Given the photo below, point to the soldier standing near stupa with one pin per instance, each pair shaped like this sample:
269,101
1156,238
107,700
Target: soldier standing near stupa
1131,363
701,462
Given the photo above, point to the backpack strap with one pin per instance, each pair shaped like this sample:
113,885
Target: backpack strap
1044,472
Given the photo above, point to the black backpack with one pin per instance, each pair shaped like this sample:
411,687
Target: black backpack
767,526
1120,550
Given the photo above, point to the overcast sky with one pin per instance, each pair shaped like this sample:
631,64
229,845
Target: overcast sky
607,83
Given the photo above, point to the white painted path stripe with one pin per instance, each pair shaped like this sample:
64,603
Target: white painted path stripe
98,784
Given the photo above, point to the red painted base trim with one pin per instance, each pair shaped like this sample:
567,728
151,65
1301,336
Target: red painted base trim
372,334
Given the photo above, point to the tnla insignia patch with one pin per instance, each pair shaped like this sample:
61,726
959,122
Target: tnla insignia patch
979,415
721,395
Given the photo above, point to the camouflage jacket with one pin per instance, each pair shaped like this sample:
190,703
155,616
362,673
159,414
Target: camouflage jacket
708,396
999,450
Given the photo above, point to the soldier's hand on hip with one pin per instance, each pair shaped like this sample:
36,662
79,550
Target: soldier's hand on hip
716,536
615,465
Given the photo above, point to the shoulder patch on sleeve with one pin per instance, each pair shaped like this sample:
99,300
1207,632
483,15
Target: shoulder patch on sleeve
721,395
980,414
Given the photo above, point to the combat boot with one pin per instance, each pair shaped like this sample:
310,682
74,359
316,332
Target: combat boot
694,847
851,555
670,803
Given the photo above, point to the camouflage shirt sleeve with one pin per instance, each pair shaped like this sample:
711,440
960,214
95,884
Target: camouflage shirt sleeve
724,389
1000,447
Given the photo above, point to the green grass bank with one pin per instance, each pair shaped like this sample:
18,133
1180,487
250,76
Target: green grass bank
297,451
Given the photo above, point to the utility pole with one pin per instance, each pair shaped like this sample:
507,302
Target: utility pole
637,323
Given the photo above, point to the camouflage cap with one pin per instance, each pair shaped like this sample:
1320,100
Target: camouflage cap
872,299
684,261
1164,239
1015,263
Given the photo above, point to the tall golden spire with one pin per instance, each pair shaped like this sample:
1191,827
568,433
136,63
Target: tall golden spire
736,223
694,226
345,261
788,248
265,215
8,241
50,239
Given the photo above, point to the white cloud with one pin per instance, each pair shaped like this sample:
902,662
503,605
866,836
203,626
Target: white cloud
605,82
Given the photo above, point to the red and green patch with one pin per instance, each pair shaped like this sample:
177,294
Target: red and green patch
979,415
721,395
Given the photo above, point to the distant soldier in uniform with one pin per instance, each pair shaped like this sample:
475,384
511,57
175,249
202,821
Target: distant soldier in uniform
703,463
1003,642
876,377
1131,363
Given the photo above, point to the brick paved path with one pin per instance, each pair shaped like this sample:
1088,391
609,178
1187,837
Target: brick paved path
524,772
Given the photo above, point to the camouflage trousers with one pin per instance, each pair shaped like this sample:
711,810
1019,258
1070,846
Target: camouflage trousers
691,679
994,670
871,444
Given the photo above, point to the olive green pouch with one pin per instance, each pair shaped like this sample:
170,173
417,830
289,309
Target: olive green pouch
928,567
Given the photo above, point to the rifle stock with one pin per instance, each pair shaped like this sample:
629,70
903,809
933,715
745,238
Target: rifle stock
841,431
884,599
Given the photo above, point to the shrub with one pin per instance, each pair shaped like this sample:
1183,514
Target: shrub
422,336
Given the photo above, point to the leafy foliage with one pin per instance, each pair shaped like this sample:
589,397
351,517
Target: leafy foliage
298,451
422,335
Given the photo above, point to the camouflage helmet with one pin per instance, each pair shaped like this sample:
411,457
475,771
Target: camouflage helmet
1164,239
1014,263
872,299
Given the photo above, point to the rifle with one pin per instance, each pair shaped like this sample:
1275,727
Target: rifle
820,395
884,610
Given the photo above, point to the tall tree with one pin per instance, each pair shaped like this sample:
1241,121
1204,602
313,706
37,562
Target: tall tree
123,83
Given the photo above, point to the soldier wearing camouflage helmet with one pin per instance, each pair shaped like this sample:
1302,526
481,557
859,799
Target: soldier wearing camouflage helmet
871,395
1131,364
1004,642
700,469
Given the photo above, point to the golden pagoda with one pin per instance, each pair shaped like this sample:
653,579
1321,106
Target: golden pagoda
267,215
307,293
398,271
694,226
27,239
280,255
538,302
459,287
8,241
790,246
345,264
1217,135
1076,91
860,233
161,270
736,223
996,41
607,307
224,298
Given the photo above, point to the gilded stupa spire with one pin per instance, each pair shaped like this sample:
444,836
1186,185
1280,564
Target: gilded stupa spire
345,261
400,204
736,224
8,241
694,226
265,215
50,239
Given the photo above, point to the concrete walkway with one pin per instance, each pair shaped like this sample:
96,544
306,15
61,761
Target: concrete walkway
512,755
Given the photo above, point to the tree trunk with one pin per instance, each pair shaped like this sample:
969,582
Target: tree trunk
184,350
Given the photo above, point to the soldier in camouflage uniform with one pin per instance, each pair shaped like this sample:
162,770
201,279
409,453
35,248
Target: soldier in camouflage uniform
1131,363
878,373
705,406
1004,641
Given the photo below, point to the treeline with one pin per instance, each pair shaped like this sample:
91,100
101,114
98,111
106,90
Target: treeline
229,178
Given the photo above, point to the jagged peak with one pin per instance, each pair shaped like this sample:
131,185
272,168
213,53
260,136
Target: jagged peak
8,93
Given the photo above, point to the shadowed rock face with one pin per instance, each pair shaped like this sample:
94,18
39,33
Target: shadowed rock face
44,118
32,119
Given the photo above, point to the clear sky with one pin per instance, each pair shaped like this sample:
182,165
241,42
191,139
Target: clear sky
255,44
#####
> EXERCISE: For the word "below", how many lines in the records above contain it? Answer with the number and nothing else.

> PROBLEM SOLUTION: 2